### Problem to work on
Which lines run from the one containing "the ice skating" to the end of the entries? Quote them exactly, and nothing else.

==== Input data ====

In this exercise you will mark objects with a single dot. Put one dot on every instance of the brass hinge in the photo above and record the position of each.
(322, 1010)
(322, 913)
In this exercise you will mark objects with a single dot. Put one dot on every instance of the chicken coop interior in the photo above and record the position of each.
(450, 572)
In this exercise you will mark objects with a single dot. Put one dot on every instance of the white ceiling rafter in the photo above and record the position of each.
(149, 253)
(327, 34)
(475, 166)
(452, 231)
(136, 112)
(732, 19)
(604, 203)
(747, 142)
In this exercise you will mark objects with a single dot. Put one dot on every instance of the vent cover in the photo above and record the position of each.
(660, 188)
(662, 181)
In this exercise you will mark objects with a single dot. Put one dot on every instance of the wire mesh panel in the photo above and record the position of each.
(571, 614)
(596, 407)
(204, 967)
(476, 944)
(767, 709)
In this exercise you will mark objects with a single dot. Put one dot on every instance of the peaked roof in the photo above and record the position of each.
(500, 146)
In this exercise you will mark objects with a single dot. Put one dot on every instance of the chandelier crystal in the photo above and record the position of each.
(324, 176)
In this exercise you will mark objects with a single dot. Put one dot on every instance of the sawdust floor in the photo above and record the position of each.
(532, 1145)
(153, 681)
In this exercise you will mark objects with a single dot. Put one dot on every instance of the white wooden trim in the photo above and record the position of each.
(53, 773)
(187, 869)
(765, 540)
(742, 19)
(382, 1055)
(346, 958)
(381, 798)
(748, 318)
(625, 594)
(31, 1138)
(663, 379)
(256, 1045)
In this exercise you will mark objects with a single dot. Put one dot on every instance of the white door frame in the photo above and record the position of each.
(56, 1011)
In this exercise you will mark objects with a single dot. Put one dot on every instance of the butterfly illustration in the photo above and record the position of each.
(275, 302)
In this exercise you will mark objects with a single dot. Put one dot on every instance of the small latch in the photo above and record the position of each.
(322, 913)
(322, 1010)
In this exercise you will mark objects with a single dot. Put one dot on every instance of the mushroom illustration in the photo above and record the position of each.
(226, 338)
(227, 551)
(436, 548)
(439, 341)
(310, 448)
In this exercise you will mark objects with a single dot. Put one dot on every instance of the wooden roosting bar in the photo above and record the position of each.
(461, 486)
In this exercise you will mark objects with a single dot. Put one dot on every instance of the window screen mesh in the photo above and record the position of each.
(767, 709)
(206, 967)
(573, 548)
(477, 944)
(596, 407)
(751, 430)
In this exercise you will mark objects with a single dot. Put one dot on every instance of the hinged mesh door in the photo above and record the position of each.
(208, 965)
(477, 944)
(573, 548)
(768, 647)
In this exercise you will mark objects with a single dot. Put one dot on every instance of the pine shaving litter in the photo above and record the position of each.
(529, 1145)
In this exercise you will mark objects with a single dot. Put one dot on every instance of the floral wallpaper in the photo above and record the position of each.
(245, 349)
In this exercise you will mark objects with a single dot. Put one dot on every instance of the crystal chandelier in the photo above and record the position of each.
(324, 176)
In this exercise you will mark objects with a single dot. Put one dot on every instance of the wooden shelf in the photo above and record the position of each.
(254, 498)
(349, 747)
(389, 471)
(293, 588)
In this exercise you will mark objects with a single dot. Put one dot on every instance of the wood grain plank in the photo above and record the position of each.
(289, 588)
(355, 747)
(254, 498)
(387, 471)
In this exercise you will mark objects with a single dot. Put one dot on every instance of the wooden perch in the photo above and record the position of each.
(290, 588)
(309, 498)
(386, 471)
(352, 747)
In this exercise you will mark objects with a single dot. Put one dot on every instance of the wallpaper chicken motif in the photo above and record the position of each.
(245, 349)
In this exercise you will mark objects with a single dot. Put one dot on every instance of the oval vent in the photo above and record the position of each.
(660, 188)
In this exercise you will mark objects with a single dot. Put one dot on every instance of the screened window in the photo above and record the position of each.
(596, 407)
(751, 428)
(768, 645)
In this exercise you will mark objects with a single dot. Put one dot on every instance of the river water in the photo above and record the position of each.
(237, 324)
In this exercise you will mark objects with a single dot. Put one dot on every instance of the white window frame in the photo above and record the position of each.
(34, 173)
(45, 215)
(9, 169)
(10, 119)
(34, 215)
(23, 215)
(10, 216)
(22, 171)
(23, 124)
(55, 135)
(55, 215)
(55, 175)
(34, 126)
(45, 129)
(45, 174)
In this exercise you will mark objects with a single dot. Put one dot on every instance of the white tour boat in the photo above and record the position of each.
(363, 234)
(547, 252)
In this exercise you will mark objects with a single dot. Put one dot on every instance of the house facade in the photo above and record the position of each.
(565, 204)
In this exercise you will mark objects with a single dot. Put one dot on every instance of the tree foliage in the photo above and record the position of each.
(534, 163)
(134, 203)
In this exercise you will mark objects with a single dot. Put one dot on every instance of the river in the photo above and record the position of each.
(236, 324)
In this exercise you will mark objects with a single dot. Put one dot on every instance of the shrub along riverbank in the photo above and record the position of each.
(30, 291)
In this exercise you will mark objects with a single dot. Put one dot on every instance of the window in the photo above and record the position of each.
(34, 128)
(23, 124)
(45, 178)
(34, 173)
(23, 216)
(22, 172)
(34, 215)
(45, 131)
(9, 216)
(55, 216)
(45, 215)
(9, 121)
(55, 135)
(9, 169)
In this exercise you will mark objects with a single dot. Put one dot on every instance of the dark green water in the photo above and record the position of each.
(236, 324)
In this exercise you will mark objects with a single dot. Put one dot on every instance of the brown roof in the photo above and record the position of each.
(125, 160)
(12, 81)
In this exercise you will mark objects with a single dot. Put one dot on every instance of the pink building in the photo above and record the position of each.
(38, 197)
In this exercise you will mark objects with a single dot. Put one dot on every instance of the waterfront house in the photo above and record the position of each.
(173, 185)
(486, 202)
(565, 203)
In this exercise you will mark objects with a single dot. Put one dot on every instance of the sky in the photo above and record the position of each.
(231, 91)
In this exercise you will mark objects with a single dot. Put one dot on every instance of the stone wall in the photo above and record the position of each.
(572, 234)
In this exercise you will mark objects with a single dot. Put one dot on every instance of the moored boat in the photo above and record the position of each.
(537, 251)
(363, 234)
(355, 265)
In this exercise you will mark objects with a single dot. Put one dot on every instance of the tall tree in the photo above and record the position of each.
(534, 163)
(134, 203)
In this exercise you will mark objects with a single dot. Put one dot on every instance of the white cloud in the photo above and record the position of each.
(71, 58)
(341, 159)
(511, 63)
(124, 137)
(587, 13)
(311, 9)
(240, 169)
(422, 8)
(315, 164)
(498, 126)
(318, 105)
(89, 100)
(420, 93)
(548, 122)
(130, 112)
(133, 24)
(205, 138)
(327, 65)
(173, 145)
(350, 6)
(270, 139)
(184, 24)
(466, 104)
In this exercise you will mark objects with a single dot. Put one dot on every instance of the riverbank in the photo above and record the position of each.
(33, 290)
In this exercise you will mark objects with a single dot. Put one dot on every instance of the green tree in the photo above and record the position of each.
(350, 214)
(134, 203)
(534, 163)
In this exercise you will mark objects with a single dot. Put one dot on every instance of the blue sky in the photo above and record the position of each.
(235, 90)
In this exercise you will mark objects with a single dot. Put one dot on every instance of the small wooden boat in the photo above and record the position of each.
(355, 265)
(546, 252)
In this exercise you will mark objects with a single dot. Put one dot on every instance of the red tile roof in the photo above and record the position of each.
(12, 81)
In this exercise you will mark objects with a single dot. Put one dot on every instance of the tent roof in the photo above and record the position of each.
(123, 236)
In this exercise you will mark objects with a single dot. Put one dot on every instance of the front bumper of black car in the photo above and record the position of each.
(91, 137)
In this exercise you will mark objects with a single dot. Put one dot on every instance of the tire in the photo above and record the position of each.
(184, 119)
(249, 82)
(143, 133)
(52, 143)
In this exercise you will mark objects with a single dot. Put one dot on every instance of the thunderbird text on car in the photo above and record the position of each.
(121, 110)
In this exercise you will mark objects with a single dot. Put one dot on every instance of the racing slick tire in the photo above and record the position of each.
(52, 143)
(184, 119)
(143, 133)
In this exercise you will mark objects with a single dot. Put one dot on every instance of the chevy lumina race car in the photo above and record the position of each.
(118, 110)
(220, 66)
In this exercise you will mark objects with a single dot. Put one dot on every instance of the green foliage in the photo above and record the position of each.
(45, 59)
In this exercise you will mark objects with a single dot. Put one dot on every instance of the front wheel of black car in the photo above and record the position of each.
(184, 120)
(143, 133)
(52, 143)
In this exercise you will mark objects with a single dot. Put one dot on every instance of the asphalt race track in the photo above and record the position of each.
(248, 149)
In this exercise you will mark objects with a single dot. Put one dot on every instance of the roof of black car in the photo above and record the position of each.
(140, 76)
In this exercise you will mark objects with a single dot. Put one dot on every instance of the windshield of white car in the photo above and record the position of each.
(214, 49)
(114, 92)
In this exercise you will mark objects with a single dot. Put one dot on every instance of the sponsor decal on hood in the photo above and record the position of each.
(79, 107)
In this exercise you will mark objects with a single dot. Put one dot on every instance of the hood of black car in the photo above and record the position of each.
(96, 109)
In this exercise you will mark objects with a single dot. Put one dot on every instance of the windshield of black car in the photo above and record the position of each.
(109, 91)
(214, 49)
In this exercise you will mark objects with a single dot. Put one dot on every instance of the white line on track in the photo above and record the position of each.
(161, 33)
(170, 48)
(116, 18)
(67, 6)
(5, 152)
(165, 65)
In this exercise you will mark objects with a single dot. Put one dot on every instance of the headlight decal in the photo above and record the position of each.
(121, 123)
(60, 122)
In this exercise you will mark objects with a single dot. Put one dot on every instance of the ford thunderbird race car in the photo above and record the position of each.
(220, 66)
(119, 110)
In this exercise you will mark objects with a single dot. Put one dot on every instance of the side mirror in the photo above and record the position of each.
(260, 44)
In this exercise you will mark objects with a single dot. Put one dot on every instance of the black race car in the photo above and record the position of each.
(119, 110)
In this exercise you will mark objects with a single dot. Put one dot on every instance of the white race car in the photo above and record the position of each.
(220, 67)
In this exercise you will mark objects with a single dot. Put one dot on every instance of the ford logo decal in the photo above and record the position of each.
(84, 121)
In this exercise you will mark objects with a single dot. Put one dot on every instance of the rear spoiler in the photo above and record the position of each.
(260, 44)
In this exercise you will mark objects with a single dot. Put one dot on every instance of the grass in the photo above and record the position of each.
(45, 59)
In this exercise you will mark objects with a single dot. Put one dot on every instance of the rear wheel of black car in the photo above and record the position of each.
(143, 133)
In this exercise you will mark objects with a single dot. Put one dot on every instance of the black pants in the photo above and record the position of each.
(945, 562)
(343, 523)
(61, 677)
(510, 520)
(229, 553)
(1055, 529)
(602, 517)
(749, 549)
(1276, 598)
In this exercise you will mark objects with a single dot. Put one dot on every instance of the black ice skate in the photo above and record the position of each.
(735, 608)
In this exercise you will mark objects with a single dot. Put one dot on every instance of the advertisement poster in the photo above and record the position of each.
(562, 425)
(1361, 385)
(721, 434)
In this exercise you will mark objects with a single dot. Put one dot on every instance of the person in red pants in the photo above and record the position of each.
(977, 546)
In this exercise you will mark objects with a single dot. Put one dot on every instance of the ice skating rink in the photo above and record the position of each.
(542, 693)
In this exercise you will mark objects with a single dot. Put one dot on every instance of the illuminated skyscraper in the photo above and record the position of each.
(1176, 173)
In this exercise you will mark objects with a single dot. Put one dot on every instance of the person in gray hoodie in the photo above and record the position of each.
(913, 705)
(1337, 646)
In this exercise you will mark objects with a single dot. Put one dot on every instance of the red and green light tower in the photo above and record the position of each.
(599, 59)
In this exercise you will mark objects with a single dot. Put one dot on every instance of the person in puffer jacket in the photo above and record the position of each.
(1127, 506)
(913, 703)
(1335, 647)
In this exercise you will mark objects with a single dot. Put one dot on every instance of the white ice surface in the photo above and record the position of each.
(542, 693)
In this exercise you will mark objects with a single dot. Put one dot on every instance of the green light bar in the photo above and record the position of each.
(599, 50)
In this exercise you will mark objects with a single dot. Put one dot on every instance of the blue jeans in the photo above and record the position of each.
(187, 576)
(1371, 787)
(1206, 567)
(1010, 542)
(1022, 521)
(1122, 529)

====

### Result of the exercise
In this exercise you will mark objects with a single dot. Put one dot on every instance of the ice skating rink in the photo above and record the position of each.
(542, 693)
In this exercise you will mark objects with a single dot. Put one dot on every instance of the illuminated skyscraper in the photo above and record the position of each.
(1176, 173)
In this exercise you will mark objects with a single dot. Put one dot on every instance of the person in gray hoodie in the photo above and record the position of each.
(913, 705)
(1337, 646)
In this exercise you will mark objects with a single dot. Put one dot on every instance of the red and green light tower in the photo above and record the position of each.
(599, 59)
In this exercise you will mark objects with a single dot. Put one dot on every instance of the person in puffer jacket in the photo above and record the position of each.
(1127, 506)
(913, 703)
(1335, 647)
In this exercise you will mark objects with a single dot. Put one dot on every instance of the white ice surface in the photo above and record the position of each.
(542, 693)
In this exercise you will mark objects with a single dot. Put one dot on every instance of the green light bar in the photo above and record the position of each.
(599, 50)
In this exercise you will mark objects with a single dot. Put one dot on every instance of the blue jeans in the photo above and record the position of each.
(187, 576)
(1371, 787)
(1206, 567)
(1010, 542)
(1022, 521)
(1122, 529)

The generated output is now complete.